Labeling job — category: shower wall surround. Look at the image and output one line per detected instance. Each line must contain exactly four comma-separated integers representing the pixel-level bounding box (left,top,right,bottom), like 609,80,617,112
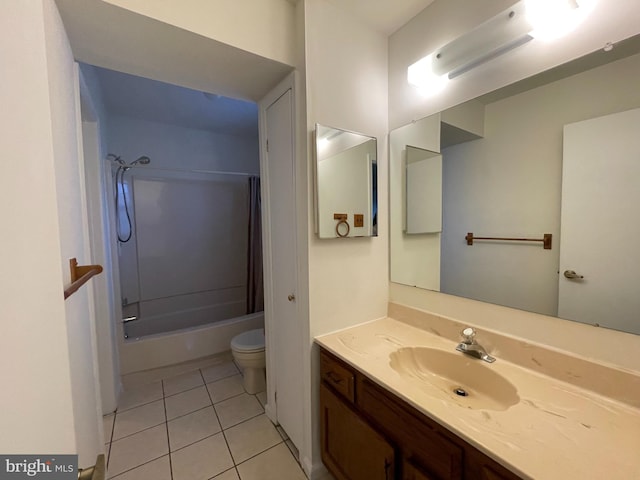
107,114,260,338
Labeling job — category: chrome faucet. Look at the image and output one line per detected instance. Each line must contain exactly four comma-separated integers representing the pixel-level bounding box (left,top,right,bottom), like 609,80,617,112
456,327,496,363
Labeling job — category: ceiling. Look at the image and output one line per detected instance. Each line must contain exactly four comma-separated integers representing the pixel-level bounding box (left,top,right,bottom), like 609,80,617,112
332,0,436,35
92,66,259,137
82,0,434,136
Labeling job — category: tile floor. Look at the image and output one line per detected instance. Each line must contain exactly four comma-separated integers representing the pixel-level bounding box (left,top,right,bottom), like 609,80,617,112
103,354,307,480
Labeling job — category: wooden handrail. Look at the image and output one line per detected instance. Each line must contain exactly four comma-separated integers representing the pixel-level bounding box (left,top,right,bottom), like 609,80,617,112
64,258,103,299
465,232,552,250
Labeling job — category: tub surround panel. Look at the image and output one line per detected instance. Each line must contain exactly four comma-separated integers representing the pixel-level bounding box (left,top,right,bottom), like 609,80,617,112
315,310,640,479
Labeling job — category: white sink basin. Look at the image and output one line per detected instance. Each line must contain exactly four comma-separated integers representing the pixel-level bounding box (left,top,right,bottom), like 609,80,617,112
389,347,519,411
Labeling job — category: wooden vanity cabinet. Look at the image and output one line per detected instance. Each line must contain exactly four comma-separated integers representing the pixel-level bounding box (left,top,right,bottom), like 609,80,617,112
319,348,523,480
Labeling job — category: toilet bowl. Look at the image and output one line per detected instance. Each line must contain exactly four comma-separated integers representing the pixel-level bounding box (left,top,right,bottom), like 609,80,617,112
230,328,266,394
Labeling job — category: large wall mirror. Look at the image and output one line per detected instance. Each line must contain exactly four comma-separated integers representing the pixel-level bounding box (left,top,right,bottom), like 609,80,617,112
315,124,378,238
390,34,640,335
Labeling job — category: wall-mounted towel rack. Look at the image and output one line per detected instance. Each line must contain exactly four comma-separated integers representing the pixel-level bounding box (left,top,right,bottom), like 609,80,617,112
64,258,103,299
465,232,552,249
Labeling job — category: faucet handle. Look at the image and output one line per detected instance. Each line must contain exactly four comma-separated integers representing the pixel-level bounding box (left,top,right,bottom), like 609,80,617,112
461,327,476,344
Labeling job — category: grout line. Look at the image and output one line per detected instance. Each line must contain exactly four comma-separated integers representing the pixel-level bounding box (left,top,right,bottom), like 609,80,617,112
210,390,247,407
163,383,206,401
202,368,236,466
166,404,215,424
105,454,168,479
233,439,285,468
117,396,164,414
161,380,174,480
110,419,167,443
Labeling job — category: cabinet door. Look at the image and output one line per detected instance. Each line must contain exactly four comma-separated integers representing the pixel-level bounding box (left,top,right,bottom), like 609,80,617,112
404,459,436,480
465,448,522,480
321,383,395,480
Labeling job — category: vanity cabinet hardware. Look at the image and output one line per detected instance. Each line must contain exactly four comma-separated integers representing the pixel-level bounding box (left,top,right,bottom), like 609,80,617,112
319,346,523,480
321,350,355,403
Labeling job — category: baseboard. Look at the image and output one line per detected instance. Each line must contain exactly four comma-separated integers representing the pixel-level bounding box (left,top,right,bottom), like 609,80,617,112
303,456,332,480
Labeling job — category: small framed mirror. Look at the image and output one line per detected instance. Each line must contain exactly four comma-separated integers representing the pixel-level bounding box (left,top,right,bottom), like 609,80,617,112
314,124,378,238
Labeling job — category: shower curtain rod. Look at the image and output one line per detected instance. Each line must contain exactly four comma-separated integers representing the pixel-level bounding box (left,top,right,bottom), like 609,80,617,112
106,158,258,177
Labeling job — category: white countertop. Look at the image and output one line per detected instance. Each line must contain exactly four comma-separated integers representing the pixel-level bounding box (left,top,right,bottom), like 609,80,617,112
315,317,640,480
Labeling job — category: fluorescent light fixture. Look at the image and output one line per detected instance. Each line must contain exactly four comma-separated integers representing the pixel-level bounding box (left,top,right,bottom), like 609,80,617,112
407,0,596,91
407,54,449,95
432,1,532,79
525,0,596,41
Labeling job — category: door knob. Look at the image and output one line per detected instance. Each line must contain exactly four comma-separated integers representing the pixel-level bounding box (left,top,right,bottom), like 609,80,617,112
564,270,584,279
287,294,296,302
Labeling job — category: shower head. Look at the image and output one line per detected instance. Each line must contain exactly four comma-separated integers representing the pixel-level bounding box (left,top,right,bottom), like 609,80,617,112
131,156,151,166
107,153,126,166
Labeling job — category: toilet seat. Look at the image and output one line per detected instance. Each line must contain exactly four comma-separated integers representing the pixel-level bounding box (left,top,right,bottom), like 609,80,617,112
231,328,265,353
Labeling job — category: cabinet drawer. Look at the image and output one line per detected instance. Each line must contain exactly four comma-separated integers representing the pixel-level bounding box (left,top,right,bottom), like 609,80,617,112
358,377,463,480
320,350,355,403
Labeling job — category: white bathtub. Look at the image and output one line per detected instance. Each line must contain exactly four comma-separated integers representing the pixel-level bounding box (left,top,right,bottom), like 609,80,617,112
******
BRIEF:
Retype every entry above exactly and, please, skip the pictures.

ANSWER AREA:
Labeling job — category: shower wall surround. Look at the image and output one line per detected instance. Each line must contain exactly four comma-separated integers representing the pixel-level bounding box (left,top,right,bottom), like 609,80,617,112
107,114,260,338
Labeling job — category: chrome faucet. Look at the image and output one line per detected instance. Each line must contain exactly four comma-separated integers representing the pixel-level bounding box (left,top,right,bottom), like 609,80,617,112
456,327,496,363
Labeling job — category: ceiling. Look at the image and output one line per detected instance. Each line must contain exactly four comma-separated integers representing the pixel-level bounding box (left,top,right,bottom), like 609,80,617,112
332,0,436,35
92,66,259,137
82,0,434,136
Labeling job — category: tile floor. Look at the image and output one line per detected instance. Each line must contain exactly four comma-separated integers representing the pixel-level bounding box (left,top,right,bottom), like 609,80,617,112
103,354,307,480
Labeling job — category: wooden handrail. Look at the image and output one line per detected instance. Each line must contain exactly four comma-separated integers representing the pixel-level bounding box (left,top,right,bottom), like 609,80,617,112
64,258,103,299
465,232,552,250
Labeling job — category: tub surround panel. Look at the image and output one line per detected instance. Each line must contain exactly four comma-separated integers representing the pixel-level bounding box (left,top,right,bottom), like 609,80,617,112
315,310,640,479
Labeling job — category: white sink basin. Look at the image and output one line per detected instance. Each line must contain exactly four comma-separated integers representing the pixel-level bounding box (left,top,right,bottom), like 609,80,617,112
389,347,519,411
Labeling job — category: wooden vanity cabinet. Look at the image and output one line per detected instance. Each line must contain exactly four comma-separated integers representing the pixel-level bounding box (left,top,right,bottom), like 609,80,617,112
319,348,523,480
Labeling job — category: toilet bowl. Look at the image and output one line per detected instance. Each line must contain exactly four comma-separated integers representing the pixel-level bounding box (left,top,right,bottom), like 609,80,617,112
230,328,266,394
Labeling job — category: large wall mirror. Look at the image and output one line per detected instance. Each line must contain exactly four comma-separated integers representing the pixel-level bounding box (left,top,right,bottom), like 609,80,617,112
315,124,378,238
390,34,640,335
Labeling job — category: wall-mounted towel rack. Look at the image and output one line per detected instance. Each line must contain exactly four comma-separated integers representing the pixel-level bounding box (left,top,right,bottom), like 609,80,617,112
64,258,103,299
465,232,552,249
Labeling job — category: faucet handle. Look at the image and output one line per detected instance. Each line must contain exactly four comma-separated integers representing the pixel-level bounding box (left,top,right,bottom), like 609,80,617,112
461,327,476,344
Labeling job — category: grout line. Look at the image and output one line per detected instance. Each line must contain exactly four comma-separated integers representing the pixel-level bounding box (left,top,right,bottom), like 609,80,617,112
210,390,247,407
163,383,206,401
202,368,236,466
166,404,215,424
105,454,168,479
233,439,285,468
117,396,164,414
161,380,174,480
110,419,167,443
Labeling job — category: cabinet door. Look at the image and output one line per detected instance. Each line must contain exactly four comma-separated integers representing the pixel-level bounding box (left,top,right,bottom), like 609,80,617,112
404,459,436,480
465,448,522,480
321,383,395,480
Labeling job — category: vanity cabinet hardware. Look at the image and output one line per detected instance. Each line must contain exactly four comma-separated integers representing the pixel-level bounding box (left,top,right,bottom), like 609,80,617,112
319,346,523,480
321,350,355,403
Labeling job — category: baseboard. Look at the image and output one line per detected instance. Each line must contain exactly four comma-separated integers representing the pixel-level bounding box (left,top,right,bottom), like 609,80,617,112
303,456,332,480
Labeling job — category: small framed mirror. Look at the image and output one line per detected instance. Each line must contain exactly four comma-separated integers representing the pixel-level bounding box (left,top,right,bottom), like 609,80,617,112
314,124,378,238
Labeling job — category: shower curtain rod. Look at the image and output one line per detected instance. Each line must contain exactly four comma-separated integers representing the pixel-level bounding box (left,top,right,bottom), like 609,80,617,112
106,158,258,177
Labeling job — category: white countertop. Look at the image and output one line per detected instance. Each line must contain exactly four comma-separated integers representing the pixel-level bounding box (left,top,right,bottom), like 609,80,617,112
315,317,640,480
Labeling job — category: fluorescent light fixture. Look at the image and output one line per detected instance. Each line must contain exactly four comma-separated integers representing the pixel-level bounding box (left,top,right,bottom), like 609,80,617,112
407,0,596,91
407,54,449,95
432,1,532,79
525,0,596,41
Labeling job — category: door knob. Look at the image and output one line per detected instance. Each line must contain exactly four comma-separated integers representing the pixel-level bounding box (left,top,right,bottom), like 609,80,617,112
564,270,584,279
287,294,296,302
Labeling job — category: shower head. Look at the image and output one line per detected instance. Each line must contain exactly four comma-separated integers representing the pixel-level bounding box (left,top,right,bottom), like 609,80,617,112
131,156,151,166
107,153,126,166
Labeling job — category: toilet seat. Look at the image and output one line per detected instance. Each line must contain exactly four comma-separated integers representing the pixel-level bounding box (left,top,right,bottom), like 609,80,617,112
231,328,265,353
Labeling job — category: cabinet drawer. Look at the image and output one line per detected instance. Each line must contain exactly four comma-separated integers representing the pixel-level bounding box (left,top,right,bottom), like 609,80,617,112
358,377,463,480
320,350,355,403
Labeling job — category: white bathtub. Look at the image and output one line per detected instance. Each line must contain exactly four comma-separated integers representing the pixel-level bounding box (left,top,right,bottom), like 609,80,617,112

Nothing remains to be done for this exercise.